• CONSEGNA:
Per favore, rinomina "rose" in "peony" in tutto l'elenco seguente e riporta le righe lasciando invariato tutto il resto.

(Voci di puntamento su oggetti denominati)
|---|

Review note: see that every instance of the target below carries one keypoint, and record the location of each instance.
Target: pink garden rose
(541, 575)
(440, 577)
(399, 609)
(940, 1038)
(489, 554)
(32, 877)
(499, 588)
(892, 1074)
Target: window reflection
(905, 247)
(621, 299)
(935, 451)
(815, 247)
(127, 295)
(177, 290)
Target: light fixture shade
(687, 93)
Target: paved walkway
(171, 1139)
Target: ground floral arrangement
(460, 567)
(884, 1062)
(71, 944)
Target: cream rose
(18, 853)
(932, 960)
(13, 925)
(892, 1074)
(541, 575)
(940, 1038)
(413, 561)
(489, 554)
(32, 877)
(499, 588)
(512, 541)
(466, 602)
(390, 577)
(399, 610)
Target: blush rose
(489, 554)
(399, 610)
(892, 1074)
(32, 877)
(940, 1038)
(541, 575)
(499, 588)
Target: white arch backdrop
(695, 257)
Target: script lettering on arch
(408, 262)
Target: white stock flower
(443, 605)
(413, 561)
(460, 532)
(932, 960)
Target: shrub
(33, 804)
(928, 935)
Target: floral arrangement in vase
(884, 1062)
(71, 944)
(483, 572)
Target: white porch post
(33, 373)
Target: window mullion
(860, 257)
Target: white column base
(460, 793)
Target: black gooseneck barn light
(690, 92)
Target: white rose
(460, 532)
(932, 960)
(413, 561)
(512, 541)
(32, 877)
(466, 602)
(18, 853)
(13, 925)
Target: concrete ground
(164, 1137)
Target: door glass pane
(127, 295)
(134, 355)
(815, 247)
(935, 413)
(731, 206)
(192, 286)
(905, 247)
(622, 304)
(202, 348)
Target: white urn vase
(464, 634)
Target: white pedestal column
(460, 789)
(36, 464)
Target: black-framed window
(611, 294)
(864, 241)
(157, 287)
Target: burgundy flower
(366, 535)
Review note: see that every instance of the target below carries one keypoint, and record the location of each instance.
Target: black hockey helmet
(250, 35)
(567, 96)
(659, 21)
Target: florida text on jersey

|---|

• RISULTATO:
Review note: see that every instance of the target below carries one keypoint, and record the location of each instance.
Target: pink garden peony
(541, 575)
(440, 577)
(399, 609)
(940, 1038)
(489, 554)
(32, 877)
(499, 588)
(892, 1074)
Target: window reflection
(905, 247)
(621, 299)
(935, 451)
(815, 247)
(127, 295)
(177, 290)
Target: light fixture shade
(687, 93)
Target: paved walkway
(171, 1139)
Target: ground floral arrangement
(460, 567)
(884, 1062)
(71, 944)
Target: cream peony
(18, 853)
(932, 960)
(13, 925)
(892, 1074)
(541, 575)
(940, 1038)
(413, 561)
(489, 554)
(32, 877)
(499, 588)
(512, 541)
(466, 602)
(390, 577)
(399, 610)
Target: blush peony
(489, 554)
(399, 610)
(892, 1074)
(32, 877)
(940, 1038)
(541, 575)
(499, 588)
Target: white arch backdrop
(695, 257)
Target: script lettering on arch
(408, 262)
Target: white stock flower
(443, 605)
(413, 561)
(460, 532)
(932, 960)
Target: shrub
(33, 804)
(928, 935)
Target: floral arrangement in vase
(884, 1062)
(71, 944)
(483, 572)
Target: white porch post
(33, 373)
Target: window mullion
(860, 257)
Target: white column base
(460, 793)
Target: black gooseneck barn light
(690, 92)
Target: white peony
(460, 532)
(932, 960)
(413, 561)
(512, 541)
(32, 877)
(466, 602)
(18, 853)
(13, 925)
Target: concrete ground
(164, 1137)
Target: door glass pane
(127, 295)
(134, 355)
(815, 247)
(935, 413)
(731, 206)
(192, 286)
(905, 247)
(622, 304)
(202, 348)
Target: white urn vase
(464, 634)
Target: white pedestal column
(460, 789)
(36, 464)
Target: black-framed window
(611, 294)
(864, 241)
(157, 287)
Target: burgundy flower
(366, 535)
Review note: see that every instance of the target below carries one keypoint, and record the location of each instance.
Target: black hockey helmet
(250, 35)
(567, 96)
(659, 21)
Target: florida text on jersey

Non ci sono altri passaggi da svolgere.